━━ Artículo

Cuenta Ana Lucía que Alveiro heredó esa esas aptitudes artísticas del abuelo y al final de su vida dedicó mucho tiempo a hacer esculturas en madera. Pero no sólo esculturas. La madera ejercía un hechizo sobre él, al punto que en su finca construyó por sí mismo, con el apoyo de su esposa, un quiosco que habilitó como taller de ebanistería, lo que devela otra de sus vocaciones: la de arquitecto.
De la familia también le vino una dureza aparente que se desmoronaba en ternura con su esposa, con su hijo e inclusive con cualquier niño. Valoraba tanto al otro, que el enojo le duraba segundos. “Tenía sus momentos, pero le pasaba muy rápidamente y al rato ya estaba haciendo algo por mí o conmigo, porque era una persona que daba mucha tranquilidad y ponía el bienestar de las personas en el centro”, dice Daniel. Era un muy buen ser humano y los primeros en saberlo fueron sus familiares. Sus cinco hermanas lo tenían como un gran ejemplo y contaban con él como confidente y consejero.
También era una persona exigente y le gustaba que las cosas se hicieran como él las tenía en la cabeza, admite Ana Lucía. “A veces parecía un poco terco, pero era algo bien intencionado de su parte, de acuerdo con su concepto de lo que era bueno. Y se tomaba muy personalmente el querer transformar las cosas y que la gente actuará de manera correcta y se fuera por los buenos caminos. Por eso estaba muy pendiente de todo, era muy crítico”.

━━━━
━━ Líneas

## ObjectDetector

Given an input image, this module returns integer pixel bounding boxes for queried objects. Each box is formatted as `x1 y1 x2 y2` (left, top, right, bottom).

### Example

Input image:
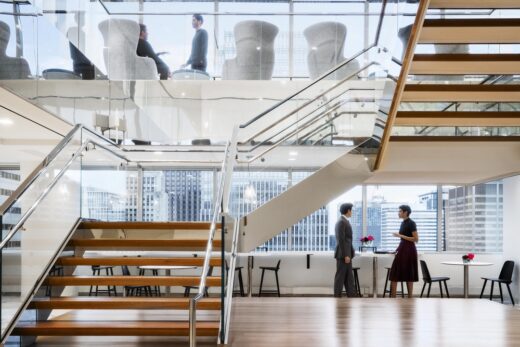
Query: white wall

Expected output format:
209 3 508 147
503 176 520 304
243 252 503 296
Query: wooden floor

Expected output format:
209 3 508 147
19 297 520 347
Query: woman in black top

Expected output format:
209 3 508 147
390 205 419 298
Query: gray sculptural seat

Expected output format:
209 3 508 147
99 19 159 81
303 22 359 79
0 21 31 80
222 20 278 80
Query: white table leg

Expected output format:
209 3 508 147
464 265 469 299
372 257 377 298
247 255 253 298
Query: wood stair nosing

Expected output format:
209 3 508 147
12 320 220 336
44 276 221 287
428 0 520 9
401 84 520 102
56 257 222 267
78 221 221 231
418 18 520 44
409 54 520 75
68 239 222 249
28 296 220 310
394 111 520 126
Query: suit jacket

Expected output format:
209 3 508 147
334 216 355 259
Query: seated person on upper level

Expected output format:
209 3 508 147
182 14 208 72
137 24 170 80
0 21 31 80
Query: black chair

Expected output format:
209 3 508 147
139 269 161 296
258 260 282 297
421 260 450 298
383 267 404 298
121 265 152 296
88 265 117 296
45 265 64 296
225 260 245 296
480 260 515 306
184 266 213 297
352 267 363 297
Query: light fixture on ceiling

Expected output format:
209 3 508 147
0 118 14 125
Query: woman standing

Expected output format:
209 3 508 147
390 205 419 298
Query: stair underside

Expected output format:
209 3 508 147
29 296 220 310
44 276 221 287
56 257 222 266
12 320 219 336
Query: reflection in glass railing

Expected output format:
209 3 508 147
0 0 416 145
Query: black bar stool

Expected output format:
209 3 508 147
139 269 161 296
421 260 450 298
383 267 404 298
88 265 117 296
45 265 64 296
225 260 245 296
352 267 363 297
258 259 282 297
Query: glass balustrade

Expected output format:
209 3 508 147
0 0 417 146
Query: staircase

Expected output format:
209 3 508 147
12 221 222 344
376 0 520 171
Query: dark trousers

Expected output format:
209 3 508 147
334 258 357 297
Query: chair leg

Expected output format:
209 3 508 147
258 269 265 296
506 283 515 306
274 270 280 297
480 280 487 299
238 269 245 296
383 269 390 298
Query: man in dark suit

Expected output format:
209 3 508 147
137 24 170 80
334 203 357 298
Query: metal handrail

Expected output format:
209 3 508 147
244 61 379 143
189 131 236 347
0 124 130 216
220 219 240 344
240 43 376 129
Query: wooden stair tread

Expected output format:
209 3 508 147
401 84 520 102
29 296 220 310
78 221 221 232
394 111 520 126
12 320 219 336
428 0 520 9
44 276 221 287
69 239 222 248
56 257 222 266
409 54 520 75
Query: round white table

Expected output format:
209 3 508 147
441 261 493 299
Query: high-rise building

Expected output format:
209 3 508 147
445 181 503 252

━━━━

> **Ejercicio breve**
Continúa el artículo sobre Alveiro a partir de su última oración. Las líneas no intervienen en esto.

> **Resultado del ejercicio**
A Daniel le sigue sonando como un eco dulce, la parábola de las piedras, que retrata a Alveiro como metódico y visionario. “Siempre me insistía en que yo debía pensar en los siguientes pasos en el futuro. Hay que prever, decía, y siempre hablaba de las piedritas en el río: cuando uno cruza sobre una piedra, tiene que saber dónde está la siguiente, buscar la siguiente para cruzar el río. No se trata sólo de apoyarse en la primera piedra, sino de pensar en la siguiente porque la intención es cruzar el río”.
La hora del campo
Durante su vida en el seminario campestre de Yarumal, y en las misiones que le siguieron, Alveiro desarrolló mucho el amor por la naturaleza. Siempre estuvo inquieto por el manejo que los seres humanos le damos al planeta y siempre insistió en la necesidad de cuidar la naturaleza, de conocer el país para poderlo querer y cuidar sus recursos. “Si no conocemos el país y no conocemos sus recursos, no vamos a tener la iniciativa de cuidarlos”, decía.
Así que con Ana Lucía y Daniel, alimentaron el sueño de vivir en el campo. Siempre tenían en su apartamento hamacas y muebles rústicos y pesados. “Si no tenemos finca, por lo menos tengamos los muebles y la decoración de finca”, decían.
Hasta que un día, cuando ya tenían alguna independencia económica, lo decidieron: “Por qué no le metemos plata a una finca, nos vamos a vivir allá y miramos a ver qué hacemos”. Y así fue: la encontraron en Gasca, Cundinamarca.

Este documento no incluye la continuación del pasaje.